* _THE INPUT_
--
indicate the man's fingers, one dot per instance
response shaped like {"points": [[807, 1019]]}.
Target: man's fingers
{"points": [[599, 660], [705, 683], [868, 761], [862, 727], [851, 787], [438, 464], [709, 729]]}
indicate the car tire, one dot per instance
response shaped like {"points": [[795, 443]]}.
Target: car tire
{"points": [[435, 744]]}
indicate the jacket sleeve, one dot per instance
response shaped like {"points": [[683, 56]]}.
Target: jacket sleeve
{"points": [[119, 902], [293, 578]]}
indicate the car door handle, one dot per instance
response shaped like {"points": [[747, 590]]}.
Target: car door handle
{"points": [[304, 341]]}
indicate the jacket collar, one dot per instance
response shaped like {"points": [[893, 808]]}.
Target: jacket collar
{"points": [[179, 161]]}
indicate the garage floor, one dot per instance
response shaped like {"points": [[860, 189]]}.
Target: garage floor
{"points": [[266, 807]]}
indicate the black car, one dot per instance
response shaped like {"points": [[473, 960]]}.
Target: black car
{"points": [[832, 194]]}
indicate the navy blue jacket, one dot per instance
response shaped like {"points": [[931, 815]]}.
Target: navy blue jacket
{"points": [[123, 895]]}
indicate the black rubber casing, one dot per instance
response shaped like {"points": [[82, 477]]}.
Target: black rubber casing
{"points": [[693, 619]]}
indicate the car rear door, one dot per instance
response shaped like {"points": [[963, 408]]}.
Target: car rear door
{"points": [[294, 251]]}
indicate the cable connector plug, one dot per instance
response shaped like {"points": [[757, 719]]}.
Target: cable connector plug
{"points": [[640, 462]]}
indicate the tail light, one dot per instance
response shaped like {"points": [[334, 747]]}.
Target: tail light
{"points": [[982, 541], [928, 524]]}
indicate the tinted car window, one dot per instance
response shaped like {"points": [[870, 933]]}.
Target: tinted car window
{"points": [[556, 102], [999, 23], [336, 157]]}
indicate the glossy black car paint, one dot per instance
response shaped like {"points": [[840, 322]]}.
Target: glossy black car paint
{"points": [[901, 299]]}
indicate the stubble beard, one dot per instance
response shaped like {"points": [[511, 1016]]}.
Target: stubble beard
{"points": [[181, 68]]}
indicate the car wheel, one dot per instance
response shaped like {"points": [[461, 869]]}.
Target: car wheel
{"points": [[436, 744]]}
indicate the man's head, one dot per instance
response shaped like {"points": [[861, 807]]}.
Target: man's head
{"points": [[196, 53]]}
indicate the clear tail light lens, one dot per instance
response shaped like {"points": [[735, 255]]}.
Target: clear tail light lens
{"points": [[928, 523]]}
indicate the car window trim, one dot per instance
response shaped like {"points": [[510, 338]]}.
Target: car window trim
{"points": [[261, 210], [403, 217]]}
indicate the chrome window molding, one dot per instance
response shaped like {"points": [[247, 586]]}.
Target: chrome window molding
--
* _THE PROBLEM_
Make sure every record is repeated exactly.

* _EXERCISE RESULT_
indicate the man's fingers, one dot per instance
response shaped like {"points": [[807, 1019]]}.
Target: man's fingers
{"points": [[599, 660], [705, 683], [868, 761], [862, 727], [851, 787], [438, 464], [709, 729]]}
indicate the car tire, one dot per instance
response shaped like {"points": [[795, 443]]}.
Target: car tire
{"points": [[435, 744]]}
indicate the jacket sleeve, one dot per instance
response shaped like {"points": [[683, 56]]}.
Target: jacket sleeve
{"points": [[119, 902], [293, 578]]}
indicate the car door handle, one dot per instance
response shaped like {"points": [[747, 590]]}.
Target: car door handle
{"points": [[304, 341]]}
indicate the jacket collar, one dot per instance
response shaped like {"points": [[893, 808]]}.
Target: jacket collar
{"points": [[179, 161]]}
indicate the garage floor, one dot per instance
response shaped like {"points": [[860, 189]]}.
Target: garage floor
{"points": [[266, 807]]}
indicate the black car, one dot per instance
response shaped like {"points": [[473, 960]]}.
Target: black car
{"points": [[832, 194]]}
indicate the navy blue jacket, one dot per instance
response shaped like {"points": [[931, 815]]}.
Target: navy blue jacket
{"points": [[123, 895]]}
indicate the black rubber casing, one dot per instance
response shaped like {"points": [[82, 477]]}.
Target: black rubber casing
{"points": [[693, 619]]}
indicate the car rear door, one dot per instance
response shaped like {"points": [[963, 408]]}.
Target: car rear door
{"points": [[294, 251]]}
indicate the cable connector plug, one dot per instance
response shaped like {"points": [[757, 719]]}.
Target: cable connector plug
{"points": [[640, 462]]}
indicate the tail light, one dot per instance
response shaped like {"points": [[334, 747]]}.
Target: tail light
{"points": [[982, 541], [928, 524]]}
indicate the tinted car window, one dot per instance
response shaped like {"points": [[870, 933]]}.
Target: tinted car window
{"points": [[556, 102], [999, 23], [336, 157]]}
indicate the glossy black car paint, one dot per instance
response shaped like {"points": [[840, 322]]}.
Target: glossy black car paint
{"points": [[901, 299]]}
indicate the stubble beard, one dot per instance
response shaped like {"points": [[511, 1016]]}.
Target: stubble beard
{"points": [[181, 68]]}
indicate the car wheel, one dot per instance
response shaped like {"points": [[461, 869]]}.
Target: car wheel
{"points": [[436, 744]]}
indicate the man's head, one dot per instance
response shaped like {"points": [[861, 807]]}.
Target: man's head
{"points": [[196, 53]]}
indicate the clear tail light lens, one dot per instance
response shaped like {"points": [[735, 255]]}.
Target: clear tail light lens
{"points": [[928, 523]]}
indicate the car window trim, one dot per instance
response shaped like {"points": [[510, 338]]}.
Target: car window trim
{"points": [[261, 210], [403, 217]]}
indicate the chrome window molding, one dot per instance
response shaped like {"points": [[247, 586]]}.
Target: chrome window molding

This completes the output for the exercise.